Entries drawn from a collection
══════

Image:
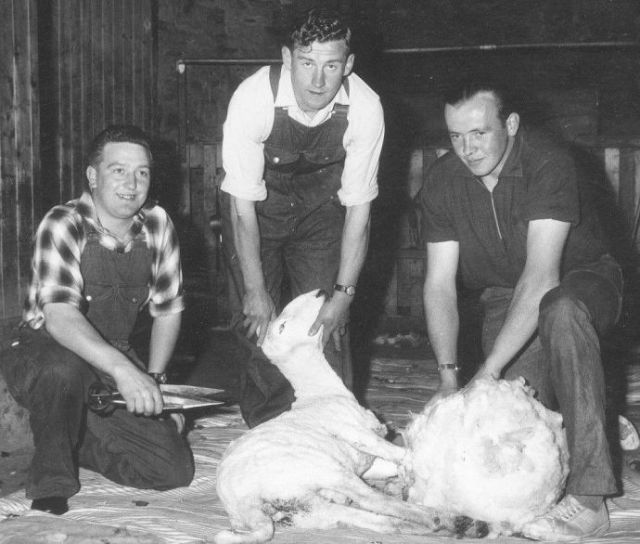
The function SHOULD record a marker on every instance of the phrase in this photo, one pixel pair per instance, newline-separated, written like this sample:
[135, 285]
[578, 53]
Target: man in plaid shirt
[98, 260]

══════

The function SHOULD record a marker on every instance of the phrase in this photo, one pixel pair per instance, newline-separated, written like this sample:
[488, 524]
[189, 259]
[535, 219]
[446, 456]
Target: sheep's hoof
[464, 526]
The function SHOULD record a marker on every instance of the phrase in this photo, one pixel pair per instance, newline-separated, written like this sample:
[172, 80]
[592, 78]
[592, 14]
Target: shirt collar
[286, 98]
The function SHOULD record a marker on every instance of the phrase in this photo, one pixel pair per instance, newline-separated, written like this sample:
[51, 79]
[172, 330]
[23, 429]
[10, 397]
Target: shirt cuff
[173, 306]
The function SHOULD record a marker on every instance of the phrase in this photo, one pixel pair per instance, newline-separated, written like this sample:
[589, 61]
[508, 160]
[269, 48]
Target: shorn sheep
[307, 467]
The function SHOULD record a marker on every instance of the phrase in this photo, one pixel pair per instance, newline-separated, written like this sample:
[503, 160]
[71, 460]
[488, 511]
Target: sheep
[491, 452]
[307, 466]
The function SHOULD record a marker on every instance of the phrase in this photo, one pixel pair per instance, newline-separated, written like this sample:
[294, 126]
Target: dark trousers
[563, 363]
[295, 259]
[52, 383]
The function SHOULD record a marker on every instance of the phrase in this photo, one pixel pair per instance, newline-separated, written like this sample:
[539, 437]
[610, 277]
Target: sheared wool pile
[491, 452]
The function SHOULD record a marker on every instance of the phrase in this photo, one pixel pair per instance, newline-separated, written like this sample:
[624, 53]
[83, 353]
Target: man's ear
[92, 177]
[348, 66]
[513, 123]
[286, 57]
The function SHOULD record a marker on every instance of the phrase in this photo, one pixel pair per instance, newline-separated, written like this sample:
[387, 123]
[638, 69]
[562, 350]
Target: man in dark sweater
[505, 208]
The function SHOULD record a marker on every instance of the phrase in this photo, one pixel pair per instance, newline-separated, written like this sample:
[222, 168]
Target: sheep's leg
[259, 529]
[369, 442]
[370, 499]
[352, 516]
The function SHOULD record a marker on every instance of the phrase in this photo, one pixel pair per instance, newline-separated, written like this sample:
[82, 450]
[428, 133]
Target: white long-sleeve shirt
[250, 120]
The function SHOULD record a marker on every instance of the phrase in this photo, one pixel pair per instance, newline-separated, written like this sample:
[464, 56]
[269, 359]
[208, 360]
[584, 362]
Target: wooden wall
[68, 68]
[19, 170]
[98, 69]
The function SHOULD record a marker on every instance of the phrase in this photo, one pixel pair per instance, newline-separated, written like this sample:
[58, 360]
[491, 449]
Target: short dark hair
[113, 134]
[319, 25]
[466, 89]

══════

REQUIRED TASK: Collect every line in the rows above that contains the string "sheep". Treat uppercase and lowercase letters as different.

RESULT:
Target: sheep's hoof
Target: shorn sheep
Target: sheep
Target: sheep's leg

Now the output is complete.